BRIEF: Take down each entry exactly as written.

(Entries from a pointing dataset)
/---

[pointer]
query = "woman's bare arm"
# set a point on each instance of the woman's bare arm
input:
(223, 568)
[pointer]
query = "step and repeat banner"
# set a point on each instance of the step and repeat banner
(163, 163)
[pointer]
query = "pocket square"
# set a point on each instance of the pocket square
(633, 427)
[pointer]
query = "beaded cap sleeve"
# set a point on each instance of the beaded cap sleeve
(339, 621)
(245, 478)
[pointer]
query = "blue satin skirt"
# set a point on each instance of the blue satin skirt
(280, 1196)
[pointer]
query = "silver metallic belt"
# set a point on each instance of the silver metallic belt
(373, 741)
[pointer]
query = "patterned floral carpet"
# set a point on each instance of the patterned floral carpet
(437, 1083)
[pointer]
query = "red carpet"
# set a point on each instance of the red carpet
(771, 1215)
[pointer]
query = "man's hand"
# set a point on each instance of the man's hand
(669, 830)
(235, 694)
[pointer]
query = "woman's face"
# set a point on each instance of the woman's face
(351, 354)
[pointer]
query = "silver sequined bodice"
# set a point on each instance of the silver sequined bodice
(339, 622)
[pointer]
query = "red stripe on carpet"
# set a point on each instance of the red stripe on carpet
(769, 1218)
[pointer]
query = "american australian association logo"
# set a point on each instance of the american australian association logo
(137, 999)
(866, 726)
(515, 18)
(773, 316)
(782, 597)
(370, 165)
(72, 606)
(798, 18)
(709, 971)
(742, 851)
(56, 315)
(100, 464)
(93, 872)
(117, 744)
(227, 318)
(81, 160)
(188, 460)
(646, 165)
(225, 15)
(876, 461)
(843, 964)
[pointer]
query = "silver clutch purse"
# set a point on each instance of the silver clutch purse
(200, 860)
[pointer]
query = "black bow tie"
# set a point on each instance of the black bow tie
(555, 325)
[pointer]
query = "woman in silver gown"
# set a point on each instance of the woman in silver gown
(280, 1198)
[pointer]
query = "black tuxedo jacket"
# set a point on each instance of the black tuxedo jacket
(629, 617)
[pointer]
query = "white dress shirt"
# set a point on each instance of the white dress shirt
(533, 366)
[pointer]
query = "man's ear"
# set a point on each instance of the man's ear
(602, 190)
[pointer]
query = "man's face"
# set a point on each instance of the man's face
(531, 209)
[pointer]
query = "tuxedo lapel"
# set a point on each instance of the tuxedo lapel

\---

WRITTEN SOLUTION:
[pointer]
query = "woman's bare arm"
# set a point on each instance of the woman's bare arm
input:
(223, 568)
[pointer]
query = "step and repeat banner"
# set a point on each instance of the step and repeat banner
(163, 163)
[pointer]
query = "pocket square"
# set a point on each instance of the pocket square
(633, 427)
[pointer]
query = "beaded cap sleeve"
# set a point on each instance of the beaded cap sleeve
(339, 621)
(245, 478)
[pointer]
query = "blue satin skirt"
# set a point on each instance of the blue satin skirt
(280, 1196)
[pointer]
query = "silver metallic belt"
# set a point on each instance of the silver metallic belt
(373, 741)
[pointer]
query = "patterned floral carpet"
# set a point on each instance of the patterned floral carpet
(437, 1083)
[pointer]
query = "red carpet"
# set a point on each instance of the red carpet
(771, 1215)
[pointer]
query = "man's hand"
# set a point on each instance of the man's hand
(669, 830)
(235, 694)
[pointer]
query = "woman's face"
# set a point on each instance of the woman's face
(351, 354)
[pointer]
query = "silver sequined bodice"
# set a point on each instance of the silver sequined bodice
(339, 622)
[pointer]
query = "red stripe on carpet"
# set a point on each instance of the red stripe on carpet
(769, 1218)
[pointer]
query = "american australian association logo"
# set a point on each instance of the american australian association logo
(137, 999)
(866, 726)
(515, 18)
(773, 316)
(782, 597)
(370, 165)
(72, 606)
(798, 18)
(709, 971)
(742, 851)
(56, 315)
(100, 464)
(93, 872)
(117, 744)
(227, 318)
(81, 160)
(188, 460)
(646, 165)
(225, 15)
(876, 461)
(843, 964)
[pointer]
query = "silver clutch purse"
# set a point on each instance of the silver clutch purse
(200, 860)
[pointer]
query = "black bow tie"
# set a point on each instance of the black bow tie
(555, 325)
[pointer]
query = "woman in silver gown"
# set a point on each instance of the woman in silver gown
(280, 1198)
[pointer]
query = "black tuxedo jacket"
# set a point on each instance of the black tuxedo jacket
(629, 617)
[pointer]
query = "white dress shirt"
# set a point on each instance of the white dress shirt
(533, 366)
[pointer]
query = "man's ear"
# set a point on each instance of the man's ear
(602, 190)
[pointer]
query = "man's face"
# set a point on each instance of the man's face
(531, 209)
[pointer]
query = "tuxedo lapel"
# set a point on each instance of the tuxedo lapel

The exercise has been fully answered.